* begin TEXT PASSAGE *

Comparing the Data Warehouse approach with CalcViews – Examples
(see Comparing the Data Warehouse approach with CalcViews – Overview for the initial thoughts and the summary)
Order Entry Amount per period for a customer
Since Hana Live is the new kid on the block let us start with this. I want to know the sales order revenue per period for a given customer. The Hana Live View best suited is “_SYS_BIC”.”sap.hba.ecc/SalesOrderItemNetAmountQuery” containing all the fields we need. Also, the underlying tables of the used system are quite large, 1.7 million Sales Order rows (VBAK) with 4.7 million Sales Item rows (VBAP) across multiple Clients, we filter on one Client which has 1/3rd of the data.
The query time is 0.3 seconds – perfect. Why would I ever want to copy all data to a Data Warehouse for such a query?
Order Entry amount per period for all customers
In the previous query data from a single customer was selected only. What about large amounts of data, say total revenue of all customers for 2012 and higher?
Query time is again in the sub seconds, around 0.5 seconds in fact. Amazing, isn’t it?
Order Entry amount for all periods, all customers
How about the complete data, no Where-clause at all?
This query leaves mixed feelings on my test system. Obviously that the ERP system is missing a conversion rate from RMB to EUR for the date 2011-01-25. Because of that the entire query fails.
It seems to be that single day only, as when excluding it, the query returns data.
Performance wise we are getting closer to 1 second with this. Still good but if we would go for more complex queries it might be hard to stay below our goal of sub-second response times.

* end TEXT PASSAGE *
* begin ENTRIES PROVIDED *

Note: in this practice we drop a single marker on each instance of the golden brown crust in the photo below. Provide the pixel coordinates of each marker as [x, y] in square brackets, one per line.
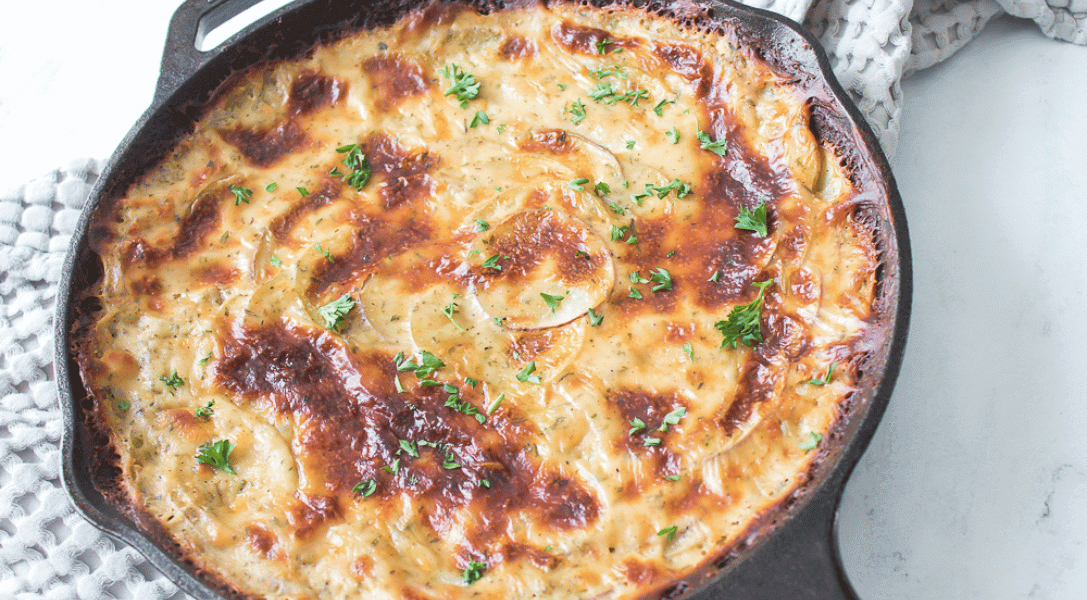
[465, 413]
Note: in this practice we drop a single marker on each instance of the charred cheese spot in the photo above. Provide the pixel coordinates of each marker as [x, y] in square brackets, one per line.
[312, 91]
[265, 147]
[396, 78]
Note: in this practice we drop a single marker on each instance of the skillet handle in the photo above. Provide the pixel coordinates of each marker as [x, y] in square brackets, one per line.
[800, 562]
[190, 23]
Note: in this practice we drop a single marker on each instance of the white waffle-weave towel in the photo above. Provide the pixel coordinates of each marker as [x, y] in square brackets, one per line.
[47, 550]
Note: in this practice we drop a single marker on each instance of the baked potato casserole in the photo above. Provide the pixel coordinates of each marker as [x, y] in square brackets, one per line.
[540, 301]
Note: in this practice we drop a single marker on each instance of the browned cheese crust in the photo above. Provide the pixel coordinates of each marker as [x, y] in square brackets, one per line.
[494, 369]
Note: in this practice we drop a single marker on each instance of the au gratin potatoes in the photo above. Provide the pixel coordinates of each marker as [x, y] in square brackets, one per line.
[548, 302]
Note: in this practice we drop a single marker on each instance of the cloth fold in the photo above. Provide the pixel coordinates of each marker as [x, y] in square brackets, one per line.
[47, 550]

* end ENTRIES PROVIDED *

WORK TO COMPLETE: Please reproduce the CalcViews comparison word for word between "Order Entry amount for" and "entire query fails.", inclusive. The records stand apart from the CalcViews comparison.

THE ANSWER:
Order Entry amount for all periods, all customers
How about the complete data, no Where-clause at all?
This query leaves mixed feelings on my test system. Obviously that the ERP system is missing a conversion rate from RMB to EUR for the date 2011-01-25. Because of that the entire query fails.